■ What is being asked ■
Rescale the records between the line holding "We need ground-truth boxes for player" and the line holding "[0,21,624,162]", inclusive, and write only those lines. Repeat each request unchanged, but multiply every bounding-box coordinate in the answers by 2.4 and round it to the nearest whole number, rounding halves up.

■ The input ■
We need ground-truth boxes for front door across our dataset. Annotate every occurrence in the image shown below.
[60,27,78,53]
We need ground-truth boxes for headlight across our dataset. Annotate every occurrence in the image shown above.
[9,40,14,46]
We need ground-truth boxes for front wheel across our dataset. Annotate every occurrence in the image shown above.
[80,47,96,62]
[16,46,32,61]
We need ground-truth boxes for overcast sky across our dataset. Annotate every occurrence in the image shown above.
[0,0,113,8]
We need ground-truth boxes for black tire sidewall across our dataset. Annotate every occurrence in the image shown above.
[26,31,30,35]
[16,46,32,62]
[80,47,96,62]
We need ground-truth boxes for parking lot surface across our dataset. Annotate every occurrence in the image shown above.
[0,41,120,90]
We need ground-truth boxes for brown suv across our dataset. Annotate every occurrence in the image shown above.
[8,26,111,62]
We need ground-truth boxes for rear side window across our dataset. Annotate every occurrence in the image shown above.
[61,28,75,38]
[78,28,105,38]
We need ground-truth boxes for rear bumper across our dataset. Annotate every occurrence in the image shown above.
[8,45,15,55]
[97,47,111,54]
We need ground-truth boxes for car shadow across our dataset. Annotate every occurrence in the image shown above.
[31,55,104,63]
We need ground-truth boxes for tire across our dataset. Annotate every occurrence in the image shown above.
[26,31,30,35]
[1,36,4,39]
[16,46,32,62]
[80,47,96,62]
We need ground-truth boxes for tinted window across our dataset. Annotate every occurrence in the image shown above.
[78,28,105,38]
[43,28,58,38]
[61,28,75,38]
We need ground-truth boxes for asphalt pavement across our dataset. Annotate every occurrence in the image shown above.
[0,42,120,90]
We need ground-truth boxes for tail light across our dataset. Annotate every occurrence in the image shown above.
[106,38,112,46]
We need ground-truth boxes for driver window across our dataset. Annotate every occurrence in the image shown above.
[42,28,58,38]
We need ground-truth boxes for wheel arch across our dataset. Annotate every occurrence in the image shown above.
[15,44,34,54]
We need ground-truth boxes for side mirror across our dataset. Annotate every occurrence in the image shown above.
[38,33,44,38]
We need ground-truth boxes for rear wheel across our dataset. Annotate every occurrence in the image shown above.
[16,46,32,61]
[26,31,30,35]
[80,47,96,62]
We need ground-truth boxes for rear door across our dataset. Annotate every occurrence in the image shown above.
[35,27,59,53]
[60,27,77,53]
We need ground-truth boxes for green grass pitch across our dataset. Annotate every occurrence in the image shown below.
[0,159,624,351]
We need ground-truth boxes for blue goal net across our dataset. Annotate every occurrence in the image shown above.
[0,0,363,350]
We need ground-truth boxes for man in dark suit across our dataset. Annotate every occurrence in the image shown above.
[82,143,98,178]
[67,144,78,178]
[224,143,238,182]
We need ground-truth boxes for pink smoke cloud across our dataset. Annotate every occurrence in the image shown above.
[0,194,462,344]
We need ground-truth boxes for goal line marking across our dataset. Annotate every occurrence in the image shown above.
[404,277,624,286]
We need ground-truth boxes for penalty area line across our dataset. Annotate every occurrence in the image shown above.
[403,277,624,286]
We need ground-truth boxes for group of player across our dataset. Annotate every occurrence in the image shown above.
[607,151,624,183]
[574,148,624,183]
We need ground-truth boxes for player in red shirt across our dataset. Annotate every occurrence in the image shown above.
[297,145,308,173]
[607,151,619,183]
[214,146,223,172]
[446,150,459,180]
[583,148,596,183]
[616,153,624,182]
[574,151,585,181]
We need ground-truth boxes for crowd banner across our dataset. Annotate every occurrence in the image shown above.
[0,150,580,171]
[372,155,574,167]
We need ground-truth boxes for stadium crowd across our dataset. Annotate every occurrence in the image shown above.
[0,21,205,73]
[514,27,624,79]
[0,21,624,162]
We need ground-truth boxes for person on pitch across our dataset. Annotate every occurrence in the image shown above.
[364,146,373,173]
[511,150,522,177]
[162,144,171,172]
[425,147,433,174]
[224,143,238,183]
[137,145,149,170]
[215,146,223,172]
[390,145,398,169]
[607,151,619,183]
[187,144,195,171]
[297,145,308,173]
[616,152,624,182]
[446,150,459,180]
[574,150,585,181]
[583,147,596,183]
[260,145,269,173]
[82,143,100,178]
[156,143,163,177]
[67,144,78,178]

■ Result of the exercise ■
We need ground-truth boxes for player in red shirt across our dataset. Annotate every occurrence in the image shown above.
[713,348,739,415]
[1457,362,1486,439]
[514,350,535,413]
[1070,360,1102,432]
[1399,355,1430,439]
[1478,367,1498,437]
[1378,362,1404,434]
We need ground-truth boxes for crowd banner across our dataset. Annotate every occurrence in the image shown above.
[0,360,1392,410]
[893,372,1378,401]
We need ground-truth boxes for stadium crowd across our dataset. Annotate every occurrence in the image shown above.
[0,50,492,175]
[1234,65,1498,190]
[0,50,1498,389]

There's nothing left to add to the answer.